BEGIN Extracted records

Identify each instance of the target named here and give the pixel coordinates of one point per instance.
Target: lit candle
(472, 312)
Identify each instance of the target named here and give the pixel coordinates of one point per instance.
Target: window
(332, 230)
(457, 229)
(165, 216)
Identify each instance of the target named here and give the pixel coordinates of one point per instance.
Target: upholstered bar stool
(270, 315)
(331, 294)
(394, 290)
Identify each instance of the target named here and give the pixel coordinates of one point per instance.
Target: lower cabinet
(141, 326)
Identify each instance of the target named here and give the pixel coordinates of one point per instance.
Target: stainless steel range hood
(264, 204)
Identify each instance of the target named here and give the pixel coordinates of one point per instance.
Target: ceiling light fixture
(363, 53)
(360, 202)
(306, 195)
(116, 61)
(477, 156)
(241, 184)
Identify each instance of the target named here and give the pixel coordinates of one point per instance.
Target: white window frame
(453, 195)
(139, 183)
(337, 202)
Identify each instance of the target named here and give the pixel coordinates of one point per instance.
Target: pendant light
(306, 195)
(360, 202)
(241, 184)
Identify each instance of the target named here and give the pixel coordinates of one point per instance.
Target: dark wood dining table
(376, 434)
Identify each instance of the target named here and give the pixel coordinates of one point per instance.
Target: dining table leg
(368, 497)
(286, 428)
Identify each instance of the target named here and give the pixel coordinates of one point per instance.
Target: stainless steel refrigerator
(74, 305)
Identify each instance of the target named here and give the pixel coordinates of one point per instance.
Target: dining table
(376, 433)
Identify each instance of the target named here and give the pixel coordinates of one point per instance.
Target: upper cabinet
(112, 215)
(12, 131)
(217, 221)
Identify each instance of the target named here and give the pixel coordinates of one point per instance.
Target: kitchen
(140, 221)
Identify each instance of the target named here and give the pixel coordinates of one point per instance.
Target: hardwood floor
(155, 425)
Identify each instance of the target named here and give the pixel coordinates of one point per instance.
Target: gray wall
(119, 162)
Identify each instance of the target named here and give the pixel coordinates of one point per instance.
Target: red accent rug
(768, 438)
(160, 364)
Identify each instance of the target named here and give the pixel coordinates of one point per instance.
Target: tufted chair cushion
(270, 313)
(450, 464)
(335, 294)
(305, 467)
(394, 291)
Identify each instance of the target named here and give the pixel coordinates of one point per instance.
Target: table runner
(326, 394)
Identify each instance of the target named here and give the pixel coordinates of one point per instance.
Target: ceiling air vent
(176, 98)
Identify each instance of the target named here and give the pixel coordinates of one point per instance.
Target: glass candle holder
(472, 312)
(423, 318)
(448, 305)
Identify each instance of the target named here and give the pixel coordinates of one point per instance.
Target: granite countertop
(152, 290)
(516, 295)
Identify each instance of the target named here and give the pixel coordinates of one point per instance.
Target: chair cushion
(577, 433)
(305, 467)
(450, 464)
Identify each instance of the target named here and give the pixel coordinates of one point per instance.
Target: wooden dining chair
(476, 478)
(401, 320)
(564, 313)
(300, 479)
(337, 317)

END Extracted records
BEGIN Extracted records

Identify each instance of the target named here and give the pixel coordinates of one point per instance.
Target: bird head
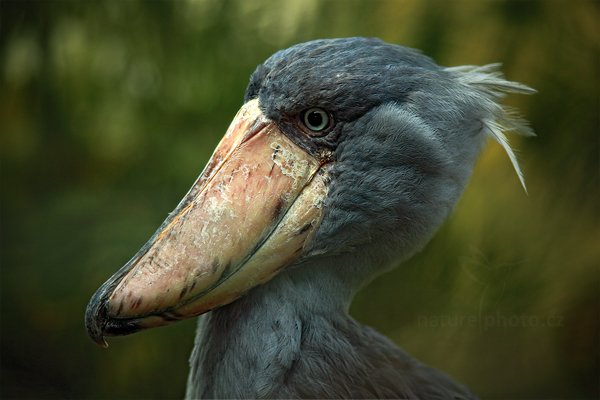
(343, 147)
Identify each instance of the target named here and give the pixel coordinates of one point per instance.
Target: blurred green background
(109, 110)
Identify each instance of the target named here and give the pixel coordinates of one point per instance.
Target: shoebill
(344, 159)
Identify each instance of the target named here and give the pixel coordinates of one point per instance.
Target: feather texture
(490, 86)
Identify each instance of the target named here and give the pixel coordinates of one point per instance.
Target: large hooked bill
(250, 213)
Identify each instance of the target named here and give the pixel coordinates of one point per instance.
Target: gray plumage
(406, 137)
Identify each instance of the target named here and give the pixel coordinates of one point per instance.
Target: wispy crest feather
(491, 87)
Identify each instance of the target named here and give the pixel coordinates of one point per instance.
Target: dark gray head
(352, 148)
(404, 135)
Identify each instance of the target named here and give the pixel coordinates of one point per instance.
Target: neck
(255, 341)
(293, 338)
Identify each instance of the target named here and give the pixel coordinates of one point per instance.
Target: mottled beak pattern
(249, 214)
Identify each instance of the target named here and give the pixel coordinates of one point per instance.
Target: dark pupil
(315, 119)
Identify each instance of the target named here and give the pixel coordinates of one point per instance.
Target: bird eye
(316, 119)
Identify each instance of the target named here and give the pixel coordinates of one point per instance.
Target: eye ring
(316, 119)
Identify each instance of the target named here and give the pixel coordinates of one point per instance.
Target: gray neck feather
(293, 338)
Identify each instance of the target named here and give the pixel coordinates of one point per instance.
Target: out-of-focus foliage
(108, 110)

END Extracted records

Locate each line in the items above that contains the string "head" and copy those lines. Treat uppercase and lowercase letters as different.

> Exercise response
Target: bird head
Target: dark gray head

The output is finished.